*** Teks Bacaan

Prof. Kamaruddin Amin Isi Kuliah Umum tentang Kajian Hadis di Barat

Kajian hadis di Barat berangkat dari pertanyaan mendasar: Apakah literatur yang dimiliki oleh orang Islam semisal kutub as-Sittah atau kutub at-Tis’ah itu betul seperti yang diceritakan dalam kitab tersebut atau tidak? Apakah Hadis itu benar-benar disandarkan pada nabi atau tidak? Apakah hadis itu betul-betul merefleksikan sebuah peristiwa sejarah rial yang bisa dibuktikan secara historis dengan kajian-kajian akademik atau dengan metodologi akademik? Demikian Prof. Dr. Phil. H. Kamaruddin Amin, M.A., Direktur Jenderal Pendidikan Islam Kementrian Agama RI, memulai kuliah umumnya di Pasasarjana UIN Sunan Kalijaga (Selasa, 03/12/2019). Aula Pascasarjana tempat diselenggarakannya kuliah umum itu dipenuhi mahasiswa (S1, S2, S3) dan dosen. Dalam Kuliah Umum ini Dirjen Pendis didampingi oleh Dr. Phil. Sahiron Syamsudin, Wakil Rektor II.   

Kuliah Umum yang dimulai pukul 11.25 WIB ini dipandu langsung oleh direktur Pascasarjana, Prof. Noorhaidi, M.A., M.Phil., Ph.D.. Dalam sambutannya, Direktur Pascasarjana menjelaskan sekelumit latar belakang pendidikan dua pembicara dan minat penelitiannya. “Prof. Kamaruddin Amin ini berhasil mencari jalan tengah antara teori Barat dan Timur dalam kajian hadis. Beliau tidak terjebak pada M. Azami yang sedikit apologetik dalam membantah teori Barat. Beliau dibimbing oleh Harald Motzki, seorang ilmuwan hadis yang simpatik pada kesarjanaan Muslim. Pendidikan masternya beliau tempuh di Leiden University dan S3 di Bonn University, Jerman. Adapun Dr. Phil. Sahiron Syamsuddin pakar studi al-Qur’an. Beliau juga lulusan Jerman, yakni dari Bamberg University,” ungkapnya.

Terkait dengan pertanyaan-pertanyaan di atas, Prof. Kamaruddin melanjutkan uraiannya, bahwa para ilmuwan Muslim dan muhadditsun tentu mengafirmasinya, bahwa kitab yang mereka miliki adalah hasil dari sebuah proses transmisi keilmuan yang reliable, bisa dipertanggungjawabkan historisitas dan originalitasnya, sehingga tidak ada celah. Atau kitab yang mereka miliki sekarang adalah representasi dari abad ke 1-2 Hijriah pada saat Nabi Muhammad dan Sahabat hidup. Untuk mengatakan itu, para muhadditsun punya ulumu al-Hadits, punya metodologi yang dianggap kuat untuk memastikan keshahihannya.

******
*** Isi Kumpulan Data

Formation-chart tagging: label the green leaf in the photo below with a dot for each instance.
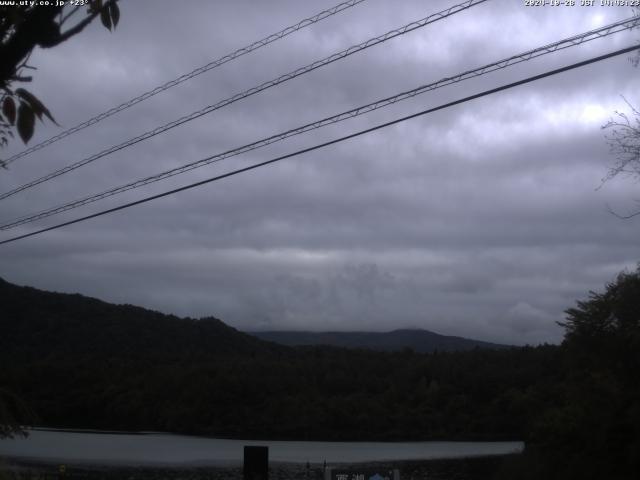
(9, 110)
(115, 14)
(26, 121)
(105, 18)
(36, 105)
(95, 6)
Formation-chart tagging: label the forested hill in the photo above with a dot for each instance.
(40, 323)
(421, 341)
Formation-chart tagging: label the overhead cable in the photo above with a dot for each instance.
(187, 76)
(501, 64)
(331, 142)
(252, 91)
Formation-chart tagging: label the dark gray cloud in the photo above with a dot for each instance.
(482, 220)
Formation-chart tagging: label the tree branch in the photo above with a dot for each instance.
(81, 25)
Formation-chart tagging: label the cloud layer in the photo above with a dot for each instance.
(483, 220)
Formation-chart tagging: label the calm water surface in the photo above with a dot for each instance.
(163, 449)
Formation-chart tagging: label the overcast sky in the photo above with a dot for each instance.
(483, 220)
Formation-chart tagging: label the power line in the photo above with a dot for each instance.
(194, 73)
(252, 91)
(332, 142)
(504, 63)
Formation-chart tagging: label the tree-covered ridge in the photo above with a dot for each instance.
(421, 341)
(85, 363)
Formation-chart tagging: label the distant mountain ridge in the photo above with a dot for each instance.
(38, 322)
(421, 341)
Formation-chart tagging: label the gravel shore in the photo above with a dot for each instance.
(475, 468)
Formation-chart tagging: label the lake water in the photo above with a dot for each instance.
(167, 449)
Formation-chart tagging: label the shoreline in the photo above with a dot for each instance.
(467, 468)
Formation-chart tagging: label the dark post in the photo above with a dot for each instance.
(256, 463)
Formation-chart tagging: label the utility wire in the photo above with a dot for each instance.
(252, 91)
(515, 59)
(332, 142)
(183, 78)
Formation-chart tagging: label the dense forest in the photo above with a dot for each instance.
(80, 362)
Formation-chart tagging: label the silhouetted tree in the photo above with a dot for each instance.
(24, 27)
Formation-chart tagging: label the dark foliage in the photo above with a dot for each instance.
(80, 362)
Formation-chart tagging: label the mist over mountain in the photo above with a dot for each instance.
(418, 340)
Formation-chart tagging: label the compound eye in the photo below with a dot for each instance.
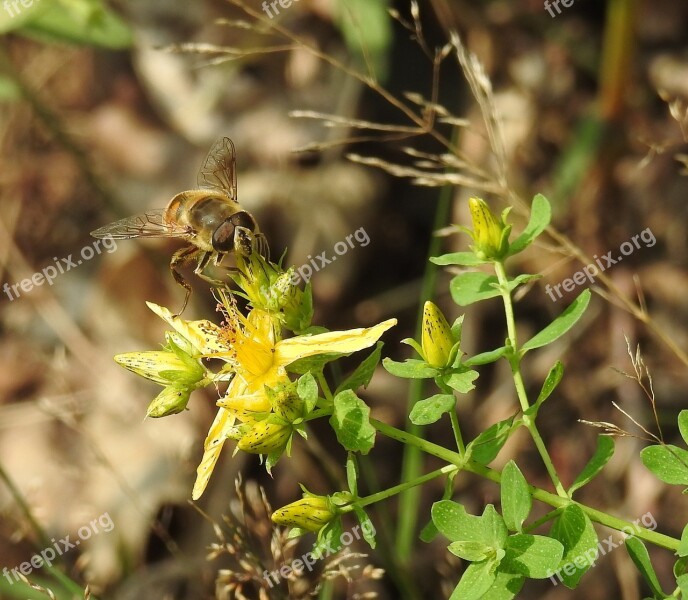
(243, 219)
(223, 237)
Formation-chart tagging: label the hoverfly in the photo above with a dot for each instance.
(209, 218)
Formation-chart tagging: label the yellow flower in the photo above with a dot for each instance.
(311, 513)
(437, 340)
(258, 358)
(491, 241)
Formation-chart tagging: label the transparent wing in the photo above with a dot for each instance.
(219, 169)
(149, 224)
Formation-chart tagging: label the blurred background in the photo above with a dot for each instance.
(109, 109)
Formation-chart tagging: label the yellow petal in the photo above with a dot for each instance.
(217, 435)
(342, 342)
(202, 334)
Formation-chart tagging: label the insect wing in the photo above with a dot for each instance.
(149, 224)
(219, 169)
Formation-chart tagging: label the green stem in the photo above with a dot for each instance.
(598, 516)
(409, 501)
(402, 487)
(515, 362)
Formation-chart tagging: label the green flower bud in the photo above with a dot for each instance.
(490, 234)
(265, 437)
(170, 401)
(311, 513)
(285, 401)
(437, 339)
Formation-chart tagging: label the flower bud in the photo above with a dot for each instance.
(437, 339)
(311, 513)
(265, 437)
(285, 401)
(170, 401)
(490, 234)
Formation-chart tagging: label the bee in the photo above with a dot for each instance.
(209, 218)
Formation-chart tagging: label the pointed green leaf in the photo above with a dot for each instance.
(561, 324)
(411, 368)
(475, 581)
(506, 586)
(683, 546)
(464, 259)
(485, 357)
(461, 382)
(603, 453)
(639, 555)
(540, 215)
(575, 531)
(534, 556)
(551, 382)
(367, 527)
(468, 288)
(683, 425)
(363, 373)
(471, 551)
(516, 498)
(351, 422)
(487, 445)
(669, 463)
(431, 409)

******
*** Isi Kumpulan Data

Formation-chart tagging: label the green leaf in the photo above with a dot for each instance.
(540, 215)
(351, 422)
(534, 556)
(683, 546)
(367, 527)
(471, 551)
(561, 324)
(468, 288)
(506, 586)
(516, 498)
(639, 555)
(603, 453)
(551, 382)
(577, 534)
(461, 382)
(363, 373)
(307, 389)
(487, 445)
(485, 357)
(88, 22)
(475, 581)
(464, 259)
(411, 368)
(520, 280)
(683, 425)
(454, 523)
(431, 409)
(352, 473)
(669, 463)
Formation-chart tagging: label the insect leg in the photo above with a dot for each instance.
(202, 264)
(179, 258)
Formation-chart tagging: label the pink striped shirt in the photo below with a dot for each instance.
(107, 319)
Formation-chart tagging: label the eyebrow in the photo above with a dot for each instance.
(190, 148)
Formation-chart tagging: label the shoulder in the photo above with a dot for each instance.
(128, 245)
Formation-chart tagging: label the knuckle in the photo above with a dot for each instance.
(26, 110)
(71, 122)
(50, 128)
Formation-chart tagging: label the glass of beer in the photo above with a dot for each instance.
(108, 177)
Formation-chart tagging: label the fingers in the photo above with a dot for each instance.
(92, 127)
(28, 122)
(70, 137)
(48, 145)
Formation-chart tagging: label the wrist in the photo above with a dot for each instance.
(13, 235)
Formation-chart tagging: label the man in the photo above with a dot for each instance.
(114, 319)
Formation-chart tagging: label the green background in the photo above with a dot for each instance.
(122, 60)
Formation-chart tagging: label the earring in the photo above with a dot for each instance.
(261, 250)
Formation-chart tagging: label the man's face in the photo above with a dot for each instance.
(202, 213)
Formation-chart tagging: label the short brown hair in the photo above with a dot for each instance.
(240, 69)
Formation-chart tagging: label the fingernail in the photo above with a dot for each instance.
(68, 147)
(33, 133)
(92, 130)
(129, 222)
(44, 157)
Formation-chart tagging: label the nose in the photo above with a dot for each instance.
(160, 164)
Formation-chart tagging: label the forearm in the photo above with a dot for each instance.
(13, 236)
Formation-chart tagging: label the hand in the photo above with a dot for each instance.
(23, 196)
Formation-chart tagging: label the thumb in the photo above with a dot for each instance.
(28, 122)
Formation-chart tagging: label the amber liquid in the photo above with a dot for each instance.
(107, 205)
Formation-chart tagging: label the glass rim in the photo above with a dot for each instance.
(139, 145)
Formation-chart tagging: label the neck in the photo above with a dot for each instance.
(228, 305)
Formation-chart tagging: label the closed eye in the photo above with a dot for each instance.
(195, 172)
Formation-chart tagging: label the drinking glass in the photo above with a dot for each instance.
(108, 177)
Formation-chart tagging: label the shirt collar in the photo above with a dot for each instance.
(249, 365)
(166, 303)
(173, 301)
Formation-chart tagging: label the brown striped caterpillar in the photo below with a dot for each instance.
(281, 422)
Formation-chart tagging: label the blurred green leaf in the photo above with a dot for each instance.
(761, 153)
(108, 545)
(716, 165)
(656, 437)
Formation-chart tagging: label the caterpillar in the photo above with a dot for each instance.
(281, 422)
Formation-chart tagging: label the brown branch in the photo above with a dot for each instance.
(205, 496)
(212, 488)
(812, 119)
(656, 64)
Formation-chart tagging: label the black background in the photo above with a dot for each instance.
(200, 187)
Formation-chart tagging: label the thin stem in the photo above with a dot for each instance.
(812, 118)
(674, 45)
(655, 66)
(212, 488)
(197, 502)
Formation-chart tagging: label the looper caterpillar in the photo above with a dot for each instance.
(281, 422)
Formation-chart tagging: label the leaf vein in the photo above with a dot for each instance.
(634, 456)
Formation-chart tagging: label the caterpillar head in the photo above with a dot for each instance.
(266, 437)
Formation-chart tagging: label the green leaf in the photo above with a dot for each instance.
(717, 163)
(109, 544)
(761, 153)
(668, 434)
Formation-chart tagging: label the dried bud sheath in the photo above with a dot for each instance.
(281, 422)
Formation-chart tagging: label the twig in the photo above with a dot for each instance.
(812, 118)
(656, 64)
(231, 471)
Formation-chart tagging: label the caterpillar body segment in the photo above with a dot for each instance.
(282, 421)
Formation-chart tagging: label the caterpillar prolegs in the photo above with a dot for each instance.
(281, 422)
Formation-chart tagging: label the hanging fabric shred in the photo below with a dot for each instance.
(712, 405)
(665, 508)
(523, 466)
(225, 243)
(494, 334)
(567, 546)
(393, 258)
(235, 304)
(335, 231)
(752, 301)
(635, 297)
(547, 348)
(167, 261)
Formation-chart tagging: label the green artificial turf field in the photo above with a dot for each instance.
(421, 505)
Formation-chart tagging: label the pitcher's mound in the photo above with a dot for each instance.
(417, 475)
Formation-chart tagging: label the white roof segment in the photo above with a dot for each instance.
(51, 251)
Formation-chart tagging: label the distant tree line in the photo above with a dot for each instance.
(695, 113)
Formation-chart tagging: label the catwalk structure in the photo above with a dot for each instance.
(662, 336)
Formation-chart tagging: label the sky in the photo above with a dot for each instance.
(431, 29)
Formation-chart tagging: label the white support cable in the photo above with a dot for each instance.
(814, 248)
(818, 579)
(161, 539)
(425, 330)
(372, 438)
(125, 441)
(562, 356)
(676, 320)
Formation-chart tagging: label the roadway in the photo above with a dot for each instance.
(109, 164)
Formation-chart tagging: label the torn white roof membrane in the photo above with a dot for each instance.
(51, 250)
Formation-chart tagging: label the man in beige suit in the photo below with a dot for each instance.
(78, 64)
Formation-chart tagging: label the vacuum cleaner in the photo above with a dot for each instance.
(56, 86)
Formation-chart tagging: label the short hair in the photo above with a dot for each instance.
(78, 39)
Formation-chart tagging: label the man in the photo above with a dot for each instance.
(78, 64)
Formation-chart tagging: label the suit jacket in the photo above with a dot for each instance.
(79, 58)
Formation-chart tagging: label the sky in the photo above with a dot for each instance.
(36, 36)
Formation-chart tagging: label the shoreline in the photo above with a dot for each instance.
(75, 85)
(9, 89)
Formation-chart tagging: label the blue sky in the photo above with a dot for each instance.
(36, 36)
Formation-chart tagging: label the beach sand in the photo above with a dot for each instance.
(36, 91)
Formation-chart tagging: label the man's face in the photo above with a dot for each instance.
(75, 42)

******
*** Isi Kumpulan Data

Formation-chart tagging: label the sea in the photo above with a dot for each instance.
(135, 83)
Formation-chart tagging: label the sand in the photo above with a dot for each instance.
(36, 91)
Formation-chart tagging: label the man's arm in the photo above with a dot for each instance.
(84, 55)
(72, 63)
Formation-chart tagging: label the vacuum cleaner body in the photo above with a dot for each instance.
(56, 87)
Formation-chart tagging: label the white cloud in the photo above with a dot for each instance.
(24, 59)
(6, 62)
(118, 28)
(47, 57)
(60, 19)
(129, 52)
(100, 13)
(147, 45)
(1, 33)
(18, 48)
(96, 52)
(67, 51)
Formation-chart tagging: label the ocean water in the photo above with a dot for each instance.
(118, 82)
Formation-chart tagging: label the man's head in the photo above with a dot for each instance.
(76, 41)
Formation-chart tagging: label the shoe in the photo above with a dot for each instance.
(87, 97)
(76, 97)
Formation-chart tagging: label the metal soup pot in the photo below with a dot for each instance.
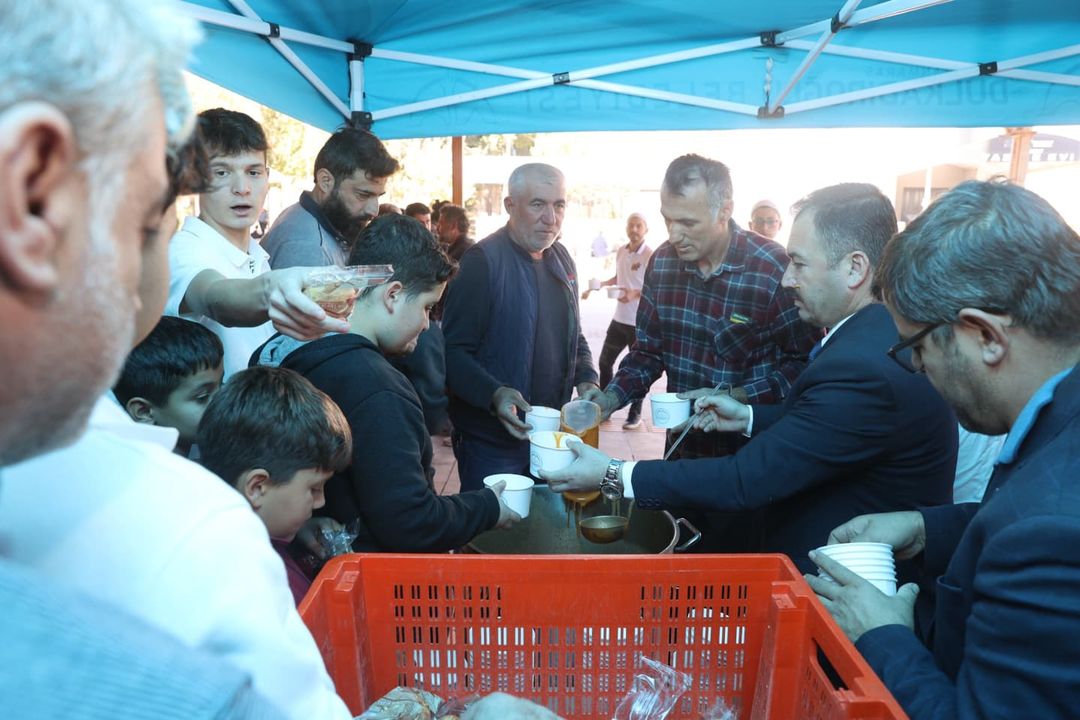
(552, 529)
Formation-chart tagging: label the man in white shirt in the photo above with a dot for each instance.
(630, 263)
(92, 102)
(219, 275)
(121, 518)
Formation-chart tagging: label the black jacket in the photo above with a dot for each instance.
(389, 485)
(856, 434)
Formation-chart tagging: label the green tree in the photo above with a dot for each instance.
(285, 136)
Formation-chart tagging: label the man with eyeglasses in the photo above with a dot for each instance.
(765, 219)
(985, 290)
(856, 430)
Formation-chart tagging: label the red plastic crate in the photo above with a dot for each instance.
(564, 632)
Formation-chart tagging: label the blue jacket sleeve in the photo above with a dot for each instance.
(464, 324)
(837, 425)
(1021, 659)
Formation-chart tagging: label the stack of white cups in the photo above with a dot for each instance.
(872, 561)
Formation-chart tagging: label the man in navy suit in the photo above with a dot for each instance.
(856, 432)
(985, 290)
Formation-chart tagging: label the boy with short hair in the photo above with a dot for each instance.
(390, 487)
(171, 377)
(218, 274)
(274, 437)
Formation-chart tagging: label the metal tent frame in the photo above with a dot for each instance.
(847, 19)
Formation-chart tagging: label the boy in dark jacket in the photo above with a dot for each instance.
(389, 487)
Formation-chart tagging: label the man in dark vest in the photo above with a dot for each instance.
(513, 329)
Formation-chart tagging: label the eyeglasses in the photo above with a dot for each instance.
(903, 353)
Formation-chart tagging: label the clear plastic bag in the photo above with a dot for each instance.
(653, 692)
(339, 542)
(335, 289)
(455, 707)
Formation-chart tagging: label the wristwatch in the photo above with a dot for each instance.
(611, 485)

******

Lanjutkan teks tentang kuliah umum Prof. Kamaruddin Amin mengenai kajian hadis di Barat, mulai setelah kalimat terakhirnya.

* Hasil Keluaran *
Dengan fasih Prof. Kamaruddin menyebutkan nama-nama ilmuwan Barat yang sangat serius dalam mengkaji hadis sejak abad ke-19 mulai dari Gustav Weil, William Muir, Aloys Sprenger dan teman-temannya, sampai muncul Ignaz Goldziher dengan magnum opus-nya Muhamedanische Studien (1890). Goldziher dianggapnya paling serius dalam mengkaji hadis dengan kesimpulan umum, bahwa kitab-kitab hadis itu tidak bisa dianggap sebagai refleksi dari Rasulullah, melainkan hanya buatan orang Islam pada abad ketiga hijriah.

Setelah itu pada tahun 1950, muncul Joseph Schacht dengan metodologi yang lebih canggih dari pendahulunya. Kritik tajam tentang hadis tertuang dalam bukunya The Origins of Muhammadan Jurisprudence. Berbeda dengan Goldziher, Schacht dengan penelitiannya tidak hanya menjelaskan kepalsuan hadis, namun ia juga bisa mengidentifikasi siapa yang memalsukan hadis.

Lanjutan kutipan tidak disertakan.